DOCUMENT SECTION START

# 2096 tractor



## Waterway64 (Dec 2, 2011)

I have a caseIH 2096 tractor that the transmission is going out. Otherwise it is a sound traitor and has served me well. I have been told it could cost $10000 to repair it which would be close to the worth of the tractor once repaired. Is there a cheaper way to repair it or would I be better off to salvage it out and get a different tractor?


----------



## JD3430 (Jan 1, 2012)

Waterway64 said:


> I have a caseIH 2096 tractor that the transmission is going out. Otherwise it is a sound traitor and has served me well. I have been told it could cost $10000 to repair it which would be close to the worth of the tractor once repaired. Is there a cheaper way to repair it or would I be better off to salvage it out and get a different tractor?


Can you get a working transmission from a tractor salvage yard? Or can you sell to someone who can do the trans repair?


----------



## 8350HiTech (Jul 26, 2013)

Unless the housing is ruined, that number has to be based on an astronomical dealer service rate and replacing every single part. You should be able to do it for three grand at an independent shop. And if you get lucky it will be the torque limiter and not the actual powershift and you'll be out the door for a thousand or so. Don't run it until it grenades or you will be looking at a higher bill. If you keep it to clutch packs (which is highly unlikely that you'd need all of them) and independent labor, your tractor will be easily worth repairing.

DOCUMENT SECTION END

◆ USING THE INFORMATION ◆
[A] Answer these questions about the tractor forum thread.
(i) What repair cost was Waterway64 told to expect?
(ii) What part does JD3430 ask whether Waterway64 can get from a tractor salvage yard?
(iii) According to 8350HiTech, about how much should the repair cost at an independent shop?
[B] Reproduce the part of the tractor forum thread between "Can you get" and "easily worth repairing.", inclusive.

MATERIAL PROVIDED START

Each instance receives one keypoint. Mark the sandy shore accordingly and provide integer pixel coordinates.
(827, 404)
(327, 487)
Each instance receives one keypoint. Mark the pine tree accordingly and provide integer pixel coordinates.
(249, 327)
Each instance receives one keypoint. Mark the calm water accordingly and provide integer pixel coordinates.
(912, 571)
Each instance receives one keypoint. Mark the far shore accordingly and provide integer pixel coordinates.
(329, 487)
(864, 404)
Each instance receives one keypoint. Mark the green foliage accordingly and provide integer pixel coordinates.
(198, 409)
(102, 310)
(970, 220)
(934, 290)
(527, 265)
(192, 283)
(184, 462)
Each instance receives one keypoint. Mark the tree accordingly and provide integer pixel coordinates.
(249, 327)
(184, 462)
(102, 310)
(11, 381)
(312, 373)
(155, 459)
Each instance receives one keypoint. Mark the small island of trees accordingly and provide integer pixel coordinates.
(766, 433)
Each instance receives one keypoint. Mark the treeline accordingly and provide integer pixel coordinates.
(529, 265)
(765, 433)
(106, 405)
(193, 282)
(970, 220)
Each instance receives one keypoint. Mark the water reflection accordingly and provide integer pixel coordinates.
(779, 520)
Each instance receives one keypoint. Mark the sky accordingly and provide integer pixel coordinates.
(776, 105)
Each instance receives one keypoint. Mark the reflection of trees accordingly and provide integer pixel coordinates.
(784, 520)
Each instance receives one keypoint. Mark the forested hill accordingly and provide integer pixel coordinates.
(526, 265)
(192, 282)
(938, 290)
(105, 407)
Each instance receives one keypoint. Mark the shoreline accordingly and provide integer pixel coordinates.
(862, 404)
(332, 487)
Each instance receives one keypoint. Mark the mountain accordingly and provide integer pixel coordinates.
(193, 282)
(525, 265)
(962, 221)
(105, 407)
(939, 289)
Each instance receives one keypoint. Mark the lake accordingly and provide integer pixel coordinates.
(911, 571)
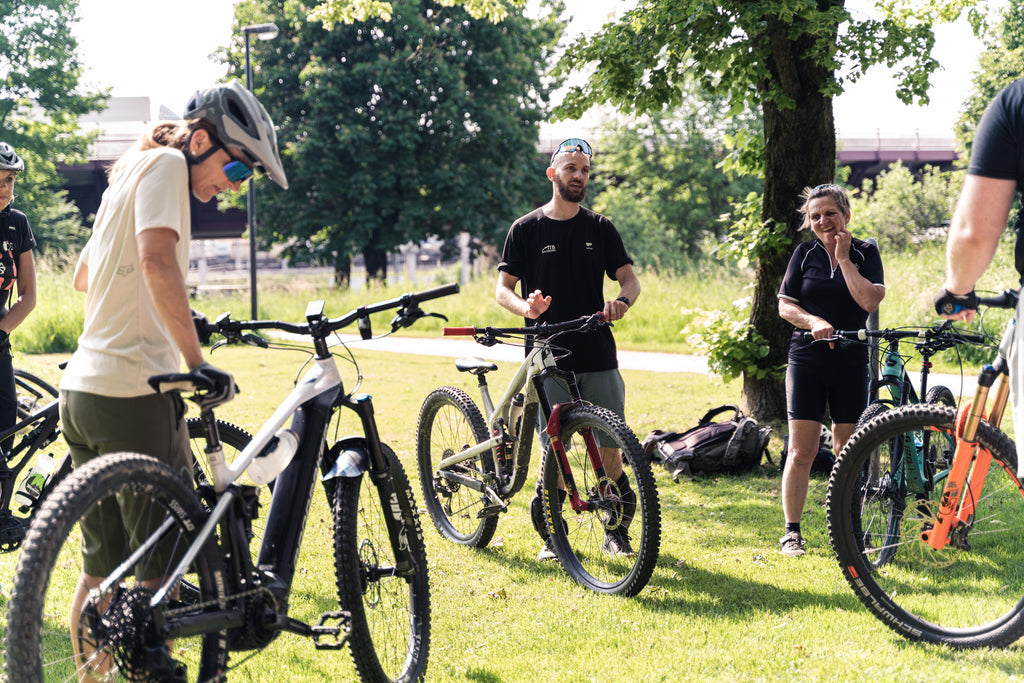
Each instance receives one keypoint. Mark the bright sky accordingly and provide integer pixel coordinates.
(152, 48)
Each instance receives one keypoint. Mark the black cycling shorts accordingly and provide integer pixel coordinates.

MATERIAL PROVIDED END

◆ SOLUTIONS TO EACH TASK ◆
[A]
(i) $10000
(ii) A working transmission
(iii) Three grand

[B]
Can you get a working transmission from a tractor salvage yard? Or can you sell to someone who can do the trans repair?


----------



## 8350HiTech (Jul 26, 2013)

Unless the housing is ruined, that number has to be based on an astronomical dealer service rate and replacing every single part. You should be able to do it for three grand at an independent shop. And if you get lucky it will be the torque limiter and not the actual powershift and you'll be out the door for a thousand or so. Don't run it until it grenades or you will be looking at a higher bill. If you keep it to clutch packs (which is highly unlikely that you'd need all of them) and independent labor, your tractor will be easily worth repairing.